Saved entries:
= Beginning of Section =

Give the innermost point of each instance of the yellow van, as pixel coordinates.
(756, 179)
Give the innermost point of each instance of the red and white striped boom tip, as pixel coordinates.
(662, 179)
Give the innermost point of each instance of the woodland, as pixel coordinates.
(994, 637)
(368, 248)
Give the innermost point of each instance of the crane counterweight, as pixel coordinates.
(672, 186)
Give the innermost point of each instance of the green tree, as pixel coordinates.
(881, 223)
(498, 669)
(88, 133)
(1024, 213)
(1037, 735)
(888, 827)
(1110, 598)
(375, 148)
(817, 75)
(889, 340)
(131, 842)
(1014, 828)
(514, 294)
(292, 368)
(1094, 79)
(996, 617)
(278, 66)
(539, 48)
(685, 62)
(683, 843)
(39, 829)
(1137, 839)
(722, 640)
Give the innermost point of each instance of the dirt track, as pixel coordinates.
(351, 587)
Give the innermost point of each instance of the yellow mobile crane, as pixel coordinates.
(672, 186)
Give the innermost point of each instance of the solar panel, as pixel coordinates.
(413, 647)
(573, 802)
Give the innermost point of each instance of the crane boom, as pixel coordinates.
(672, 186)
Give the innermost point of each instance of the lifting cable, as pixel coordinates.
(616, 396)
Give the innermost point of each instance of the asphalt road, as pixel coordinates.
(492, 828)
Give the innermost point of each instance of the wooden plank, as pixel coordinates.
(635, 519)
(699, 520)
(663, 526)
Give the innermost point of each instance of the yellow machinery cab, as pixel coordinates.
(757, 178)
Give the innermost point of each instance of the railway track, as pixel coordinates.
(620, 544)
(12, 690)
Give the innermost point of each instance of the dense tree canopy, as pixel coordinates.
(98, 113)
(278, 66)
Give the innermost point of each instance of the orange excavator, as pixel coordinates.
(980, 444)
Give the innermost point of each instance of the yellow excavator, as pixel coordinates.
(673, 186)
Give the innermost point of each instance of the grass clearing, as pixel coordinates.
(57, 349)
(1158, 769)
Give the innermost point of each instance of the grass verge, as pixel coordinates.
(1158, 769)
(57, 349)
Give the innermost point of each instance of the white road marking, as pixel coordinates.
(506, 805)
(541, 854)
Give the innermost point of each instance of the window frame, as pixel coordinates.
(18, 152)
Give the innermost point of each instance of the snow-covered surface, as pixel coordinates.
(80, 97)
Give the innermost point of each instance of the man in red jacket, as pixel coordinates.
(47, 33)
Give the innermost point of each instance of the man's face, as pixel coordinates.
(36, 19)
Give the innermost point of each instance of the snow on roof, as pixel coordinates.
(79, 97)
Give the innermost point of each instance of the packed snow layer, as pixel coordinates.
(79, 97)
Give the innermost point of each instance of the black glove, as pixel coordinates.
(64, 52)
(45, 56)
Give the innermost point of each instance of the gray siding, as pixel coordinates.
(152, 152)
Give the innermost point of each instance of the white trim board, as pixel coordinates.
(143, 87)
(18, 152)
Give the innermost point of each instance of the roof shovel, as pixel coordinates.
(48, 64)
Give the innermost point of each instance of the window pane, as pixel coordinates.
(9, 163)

= End of Section =

**Exercise directions**
The records above must be transcribed line for line, exactly.

**Exercise solution**
Give the innermost point of each instance of the yellow van, as pixel coordinates.
(756, 179)
Give the innermost point of each instance of the red and white striped boom tip, as pixel coordinates.
(662, 179)
Give the innermost point of each instance of the woodland, as pixel coordinates.
(994, 637)
(368, 248)
Give the innermost point of each instance of the crane counterweight, as pixel coordinates.
(672, 186)
Give the innermost point of each instance of the green tree, as pixel coordinates.
(881, 223)
(498, 669)
(88, 133)
(1024, 213)
(1037, 735)
(888, 827)
(1110, 598)
(375, 148)
(817, 75)
(889, 340)
(131, 842)
(1014, 828)
(514, 294)
(292, 368)
(1094, 79)
(996, 617)
(278, 66)
(539, 48)
(685, 62)
(683, 843)
(39, 829)
(1137, 839)
(722, 640)
Give the innermost point of each instance of the dirt track, as pixel coordinates.
(351, 587)
Give the innermost point of each instance of the yellow mobile crane, as pixel coordinates.
(672, 186)
Give the innermost point of each instance of the solar panel, as pixel coordinates.
(413, 647)
(573, 802)
Give the innermost point of each instance of the crane boom, as pixel coordinates.
(672, 186)
Give the innermost point of each instance of the lifting cable, as pixel coordinates.
(616, 396)
Give the innermost point of each instance of the asphalt road, as pixel coordinates.
(492, 828)
Give the innermost point of each instance of the wooden plank, as pixel coordinates.
(635, 519)
(699, 520)
(663, 526)
Give the innermost point of each instance of the yellow machinery cab, as pixel coordinates.
(757, 178)
Give the innermost point of each instance of the railway track, as pixel coordinates.
(620, 544)
(12, 690)
Give the innermost point of each instance of the dense tree canopy, as pixel coordinates.
(98, 113)
(278, 66)
Give the innermost point of each instance of the orange excavator, as pixel coordinates.
(980, 444)
Give the innermost point of each instance of the yellow excavator, as pixel coordinates.
(673, 186)
Give the innermost point of each instance of the grass clearing, as pixel coordinates.
(57, 349)
(1158, 769)
Give the innermost point of each instance of the grass verge, as pixel coordinates.
(1158, 769)
(57, 349)
Give the innermost point of each instance of the white road marking, as pixel coordinates.
(506, 805)
(541, 854)
Give the innermost point of each instance of the window frame, as pixel coordinates.
(18, 152)
Give the innermost point of each instance of the snow-covered surface, as pixel coordinates.
(80, 97)
Give the innermost point of each instance of the man in red jacket, as pixel coordinates.
(47, 33)
Give the innermost point of each instance of the man's face, as pixel coordinates.
(36, 19)
Give the innermost point of each instance of the snow on roof, as pixel coordinates.
(79, 97)
Give the innermost point of each instance of the packed snow layer, as pixel coordinates.
(79, 97)
Give the innermost point of each instance of the black glove, as pixel coordinates.
(64, 52)
(45, 56)
Give the innermost point of each instance of the gray siding, as pixel coordinates.
(152, 152)
Give the innermost point of each instance of the white trim board, as pixel coordinates.
(143, 87)
(18, 152)
Give the innermost point of each instance of the roof shovel, as pixel coordinates.
(48, 64)
Give the innermost point of each instance of the window pane, as pixel coordinates.
(9, 163)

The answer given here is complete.